## QUESTIONS
a – Pour chacune des affirmations suivantes, répondez par oui ou par non selon qu'elle concorde ou non avec le texte fourni, en citant mot pour mot le passage décisif. (i) Au moment des faits, Zoumana Diallo était chef de division accueil et orientation dans une agence de l'INPS. (ii) Zoumana Diallo a été condamné à 5 ans de réclusion. (iii) C'est Aïssata Bagayoko qui a approché Zoumana Diallo au sujet d'une possibilité de modification à la hausse des pensions.
b – Selon le texte fourni, quel montant les accusés étaient-ils soupçonnés d'avoir détourné au préjudice de l'INPS ?

## TEXTE FOURNI
※ ※ ※
Zoumana Diallo, Abdrahamane Traoré, Konimba Coulibaly, Issa Traoré, Hamadoun Dicko, Abdourahamane Koné, Aïssata Bagayoko, Issa Sissoko, Mariam Diarra, Youssouf Koné et Salilou Boncana Touré ont comparu à la barre des assises le mercredi 31 juillet 2024. Ils étaient accusés d’avoir détourné plus de 758 millions de F CFA au préjudice de l’Institut national de prévoyance sociale (INPS). Certains ont été condamnés et d’autres acquittés. Zoumana Diallo, l’accusé principal, a écopé de 10 ans de réclusion et devra restituer les plus de 344 millions de F CFA détournés.
Le mercredi 31 juillet 2024, l’un des dossiers phares des assises spéciales sur les crimes économiques et financiers, de par le nombre de personnes impliquées, était au rôle, à savoir celui de l’INPS. Zoumana Diallo, l’accusé principal, à l’entame de ses propos a reconnu les faits d’atteinte aux biens publics.
L’inculpé Zoumana Diallo, chef de division accueil et orientation à l’agence INPS de la Commune I du district de Bamako au moment des faits, a reconnu sans ambages les faits incriminés à la barre. “J’ai été approché par Mariam Diarra, une pensionnaire d’une possibilité de modification à la hausse des pensions. Après avoir bien fouillé le logiciel, j’ai découvert effectivement que c’était faisable. Ainsi, j’ai abordé certains assurés pour les convaincre que je pouvais augmenter le montant de leurs pensions moyennant le reversement à mon profit d’une partie du surplus. Pour les rassurer davantage, je leur faisais croire que je travaillais avec un agent important de la boite. A cet effet, j’ai effectué les modifications des mots de passe de certains collègues de service, en l’occurrence les dames Many dite Djénébou Diarra et Aïssata Bagayoko“, a-t-il avoué.
Le président de s’interroger sur les raisons pour lesquelles il a touché au code de ses collègues en tant chef de division accueil orientation. Il a répondu qu’il travaillait avec la machine pour savoir quel dossier prendre et lequel rejeter et que c’est ainsi qu’il a profité.
※ ※ ※
## DONNÉES FOURNIES
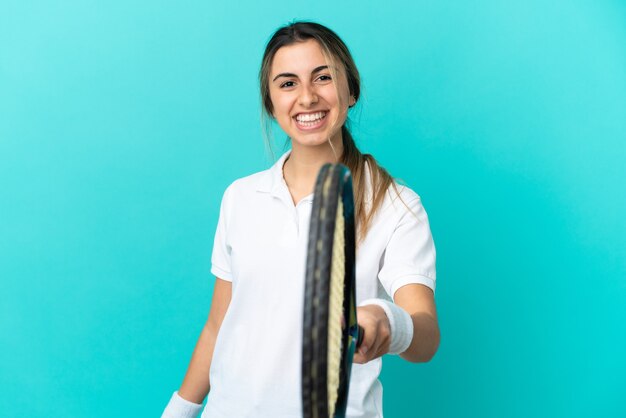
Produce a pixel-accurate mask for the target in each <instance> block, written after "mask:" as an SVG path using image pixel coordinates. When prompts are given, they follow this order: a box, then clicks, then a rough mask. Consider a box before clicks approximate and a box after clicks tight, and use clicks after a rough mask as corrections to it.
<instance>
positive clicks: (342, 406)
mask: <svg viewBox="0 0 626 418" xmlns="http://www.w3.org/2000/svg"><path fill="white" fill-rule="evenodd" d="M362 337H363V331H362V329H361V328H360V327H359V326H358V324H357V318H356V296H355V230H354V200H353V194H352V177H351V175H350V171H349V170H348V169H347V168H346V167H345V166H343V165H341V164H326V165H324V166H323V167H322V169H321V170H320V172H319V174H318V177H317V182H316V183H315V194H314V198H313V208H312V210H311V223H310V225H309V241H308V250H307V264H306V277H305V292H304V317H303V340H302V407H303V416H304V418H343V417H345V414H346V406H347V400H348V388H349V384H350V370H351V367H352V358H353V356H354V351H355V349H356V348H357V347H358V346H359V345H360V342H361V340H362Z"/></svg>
※ ※ ※
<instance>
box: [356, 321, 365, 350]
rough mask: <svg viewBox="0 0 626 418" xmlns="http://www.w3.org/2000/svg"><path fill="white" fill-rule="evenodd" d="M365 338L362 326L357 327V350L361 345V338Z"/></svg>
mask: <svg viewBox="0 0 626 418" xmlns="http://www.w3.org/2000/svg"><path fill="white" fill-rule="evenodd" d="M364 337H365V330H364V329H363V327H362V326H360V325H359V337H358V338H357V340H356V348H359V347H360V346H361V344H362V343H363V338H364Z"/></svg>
※ ※ ※
## RÉPONSES DANS L'ORDRE
a –
(i) Oui : « chef de division accueil et orientation à l’agence INPS de la Commune I du district de Bamako au moment des faits ».
(ii) Non : « a écopé de 10 ans de réclusion ».
(iii) Non : « J’ai été approché par Mariam Diarra ».

b – Plus de 758 millions de F CFA.